— BEGIN DATASET ROWS —

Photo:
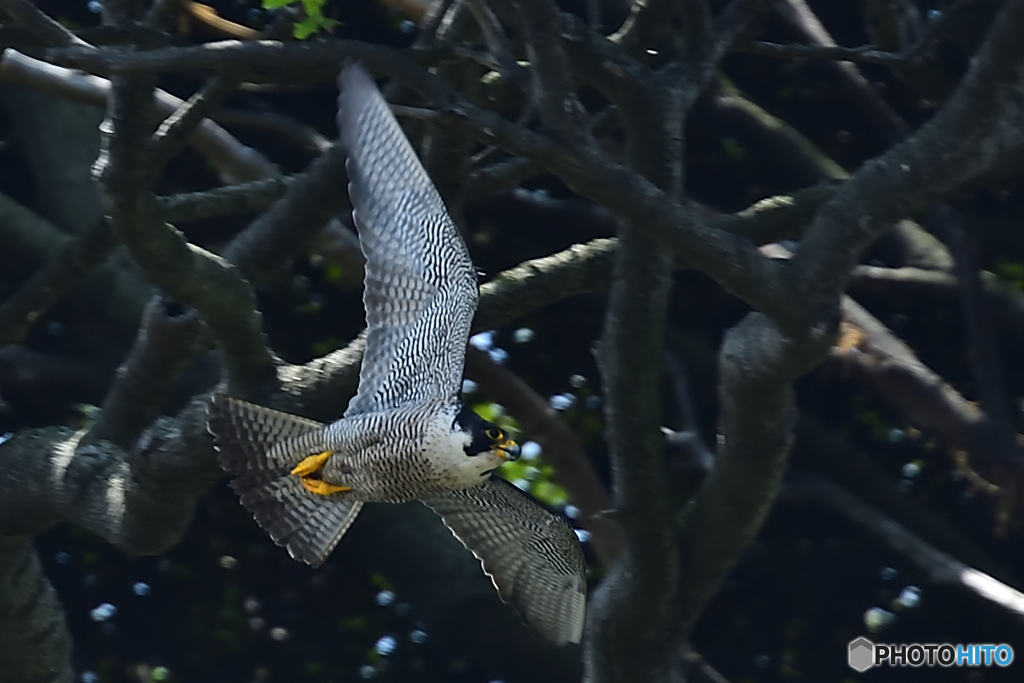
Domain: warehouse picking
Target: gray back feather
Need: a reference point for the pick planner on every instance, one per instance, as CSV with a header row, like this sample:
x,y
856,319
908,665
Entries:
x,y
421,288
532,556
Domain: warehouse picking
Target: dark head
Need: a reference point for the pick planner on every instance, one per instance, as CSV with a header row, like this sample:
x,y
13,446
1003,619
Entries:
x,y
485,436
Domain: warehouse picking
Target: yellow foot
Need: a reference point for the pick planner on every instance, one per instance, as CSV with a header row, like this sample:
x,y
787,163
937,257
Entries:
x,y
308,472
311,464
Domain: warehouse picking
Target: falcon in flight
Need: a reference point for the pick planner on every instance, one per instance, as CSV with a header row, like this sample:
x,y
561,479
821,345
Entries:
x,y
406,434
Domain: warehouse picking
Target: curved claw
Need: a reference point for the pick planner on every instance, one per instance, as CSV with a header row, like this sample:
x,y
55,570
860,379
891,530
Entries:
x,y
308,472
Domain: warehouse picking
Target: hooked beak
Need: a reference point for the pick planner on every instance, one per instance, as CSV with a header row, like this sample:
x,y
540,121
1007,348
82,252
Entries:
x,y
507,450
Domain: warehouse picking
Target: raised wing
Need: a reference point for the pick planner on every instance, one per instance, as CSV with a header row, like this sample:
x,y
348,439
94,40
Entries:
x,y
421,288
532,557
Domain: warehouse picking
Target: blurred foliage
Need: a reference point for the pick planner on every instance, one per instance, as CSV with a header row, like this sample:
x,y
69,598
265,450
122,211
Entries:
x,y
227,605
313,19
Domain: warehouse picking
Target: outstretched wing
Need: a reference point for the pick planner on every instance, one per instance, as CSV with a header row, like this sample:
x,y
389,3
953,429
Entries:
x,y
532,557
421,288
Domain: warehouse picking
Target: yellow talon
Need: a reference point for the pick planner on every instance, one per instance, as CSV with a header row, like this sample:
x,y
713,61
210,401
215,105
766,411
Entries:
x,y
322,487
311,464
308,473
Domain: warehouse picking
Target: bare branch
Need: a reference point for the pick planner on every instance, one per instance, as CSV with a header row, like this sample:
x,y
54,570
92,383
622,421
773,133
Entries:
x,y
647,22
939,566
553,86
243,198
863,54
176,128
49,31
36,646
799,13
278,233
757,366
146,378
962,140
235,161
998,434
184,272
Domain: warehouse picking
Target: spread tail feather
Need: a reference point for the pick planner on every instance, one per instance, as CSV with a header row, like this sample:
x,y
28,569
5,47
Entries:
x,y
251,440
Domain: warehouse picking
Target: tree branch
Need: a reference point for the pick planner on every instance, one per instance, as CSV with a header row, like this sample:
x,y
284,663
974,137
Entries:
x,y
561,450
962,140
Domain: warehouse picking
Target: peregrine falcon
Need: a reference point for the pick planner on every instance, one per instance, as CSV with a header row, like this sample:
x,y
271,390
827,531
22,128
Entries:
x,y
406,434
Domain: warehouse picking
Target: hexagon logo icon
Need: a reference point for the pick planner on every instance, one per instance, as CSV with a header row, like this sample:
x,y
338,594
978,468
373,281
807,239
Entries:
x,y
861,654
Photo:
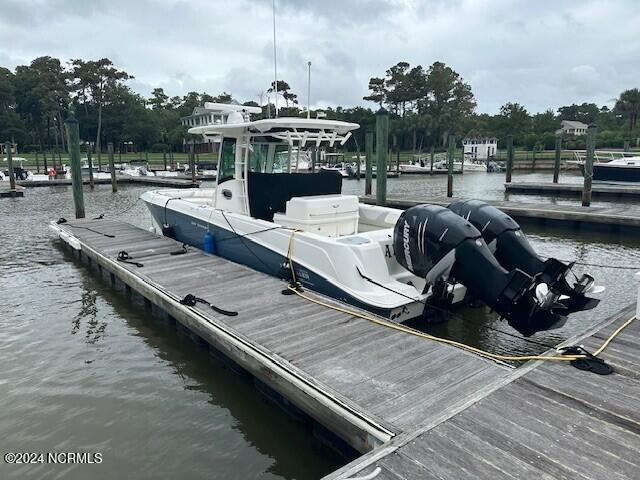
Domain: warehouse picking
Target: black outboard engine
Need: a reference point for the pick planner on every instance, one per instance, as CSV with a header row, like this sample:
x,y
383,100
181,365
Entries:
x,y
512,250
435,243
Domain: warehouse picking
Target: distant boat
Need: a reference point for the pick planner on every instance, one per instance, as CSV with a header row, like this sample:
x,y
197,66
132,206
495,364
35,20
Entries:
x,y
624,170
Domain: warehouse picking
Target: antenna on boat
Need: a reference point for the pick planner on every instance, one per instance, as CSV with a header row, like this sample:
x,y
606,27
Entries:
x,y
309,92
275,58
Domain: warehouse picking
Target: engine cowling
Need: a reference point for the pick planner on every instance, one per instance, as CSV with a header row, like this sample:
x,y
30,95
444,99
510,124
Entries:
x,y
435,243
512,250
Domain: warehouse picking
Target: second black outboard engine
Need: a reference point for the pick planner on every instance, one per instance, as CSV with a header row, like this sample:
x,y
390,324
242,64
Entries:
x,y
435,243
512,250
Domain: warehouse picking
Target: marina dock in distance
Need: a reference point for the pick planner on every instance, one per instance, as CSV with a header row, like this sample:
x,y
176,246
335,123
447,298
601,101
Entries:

— END DATASET ROWS —

THE TASK.
Copy out all the records exactly, excluding pictures.

EXERCISE SOLUTION.
Photo:
Domain: warehouse picking
Target: gray back feather
Need: a reference point for the pick planner on every instance, one per instance, as CSV with a header row, like this sample:
x,y
856,319
908,665
Entries:
x,y
421,288
532,556
Domain: warehouse picking
Target: dark head
Need: a reference point for the pick planner on every instance, one per instance, as CSV with a header row, like this sample:
x,y
13,446
1003,619
Entries:
x,y
485,436
Domain: warehouse picking
Target: yellow foot
Need: a reference point for the pick planner on every instance, one per instance, as CSV with a header row, like this sample:
x,y
787,163
937,257
Entries:
x,y
308,472
311,464
Domain: warehouse picking
Target: falcon in flight
Need: a reference point for the pick planner on every instance, one per instance, as CSV with a header row, like this sample:
x,y
561,479
821,345
Entries:
x,y
406,434
Domain: warehouse picking
Target: curved claw
Need: a reference point for the pick planner on every instance, one per instance, as CSV with a header row, like this sample:
x,y
55,570
860,379
891,530
Entries:
x,y
308,472
Domain: warehouse picking
Target: hooked beak
Need: a reference point for the pick planner on every instance, one per instance, as CSV with a header row, like this sample:
x,y
540,121
1007,348
82,252
Entries:
x,y
507,450
Domain: warehouse picking
Target: raised wing
Need: a reference point for the pick planner on every instance, one per instance, as CSV with a header row, like this sample:
x,y
348,439
94,40
Entries:
x,y
421,288
532,557
Domain: warehouse picking
Target: blurred foliage
Need: a reference point for the pick planner on every instance, one per instance, as CSV with a header row, like this sample:
x,y
69,598
265,450
122,211
Entries:
x,y
227,605
313,19
Domain: warehouse picking
Target: outstretched wing
Need: a reference point for the pick planner on every instance, one per instance, as CSV with a header row, like this sample:
x,y
389,3
953,429
Entries:
x,y
532,557
421,288
Domain: warehouse picking
Target: yellow talon
Need: a reference point for the pick planner on every instance, one per instance, as CSV with a header row, like this sample:
x,y
713,61
210,401
215,105
766,411
Entries:
x,y
322,487
311,464
308,473
Domain: warehouse picking
Target: bare branch
Need: a reference point for the pick planner on every instance, one per instance, as CSV with a header row, like this sample:
x,y
54,570
92,383
622,421
773,133
Entries:
x,y
647,22
939,566
553,86
243,198
863,54
176,128
49,31
36,646
799,13
278,233
757,366
146,378
962,140
235,161
998,434
184,272
Domain: warehouse picking
Target: spread tail feather
Need: a reference point for the pick planner on every instance, one per instance, as CSV with a header row, like this sample:
x,y
28,569
5,47
Entries:
x,y
251,440
Domain: warehouse picking
Target: tree branch
Need: a reference point for the pick planner on every instance, one per instance, as CSV with a header row, like this sample:
x,y
284,663
974,137
Entries:
x,y
561,450
962,140
Domain: warehouse picking
Target: peregrine falcon
Need: a reference point for the pick planner on every instance, one per instance, as CSV with a header row, like this sample:
x,y
271,390
827,531
22,128
Entries:
x,y
406,434
Domain: warehouse picking
Target: hexagon logo icon
Need: a reference point for the pick planner on every instance, one per instance, as CSV with a header row, like this sample:
x,y
338,594
978,468
373,281
807,239
Entries:
x,y
861,654
Photo:
Domain: warehouse picking
Target: black outboard engine
Need: a reference point for the pick planner on every instance, one per instance, as CSV with a header row, like this sample:
x,y
383,100
181,365
Entries:
x,y
512,250
435,243
Domain: warehouse picking
Target: distant boat
Need: a reference point for the pick planner on every instance, one per instance, as CSV with a header row, like this sample:
x,y
197,66
132,206
495,364
35,20
Entries:
x,y
624,170
Domain: warehouse picking
Target: antenna on boat
Need: a reference point for the pick planner on every instance, one per instance, as CSV with a header row, like this sample:
x,y
606,27
Entries:
x,y
309,92
275,58
Domain: warehouse picking
Target: engine cowling
Need: a reference point for the pick planner on every instance, one per instance, as CSV with a header row, like this sample:
x,y
30,95
444,99
510,124
Entries:
x,y
435,243
512,250
Domain: warehouse picking
Target: second black outboard engine
Need: a reference point for the pick planner on every instance, one per instance, as CSV with a header row, like this sample:
x,y
390,324
242,64
Entries:
x,y
435,243
512,250
Domain: warehouse picking
Target: marina dock in distance
Need: a reference point for the pick planner on every instance, one per instance, as CSV with a header row, like this sample:
x,y
176,246
335,123
447,298
601,101
Entries:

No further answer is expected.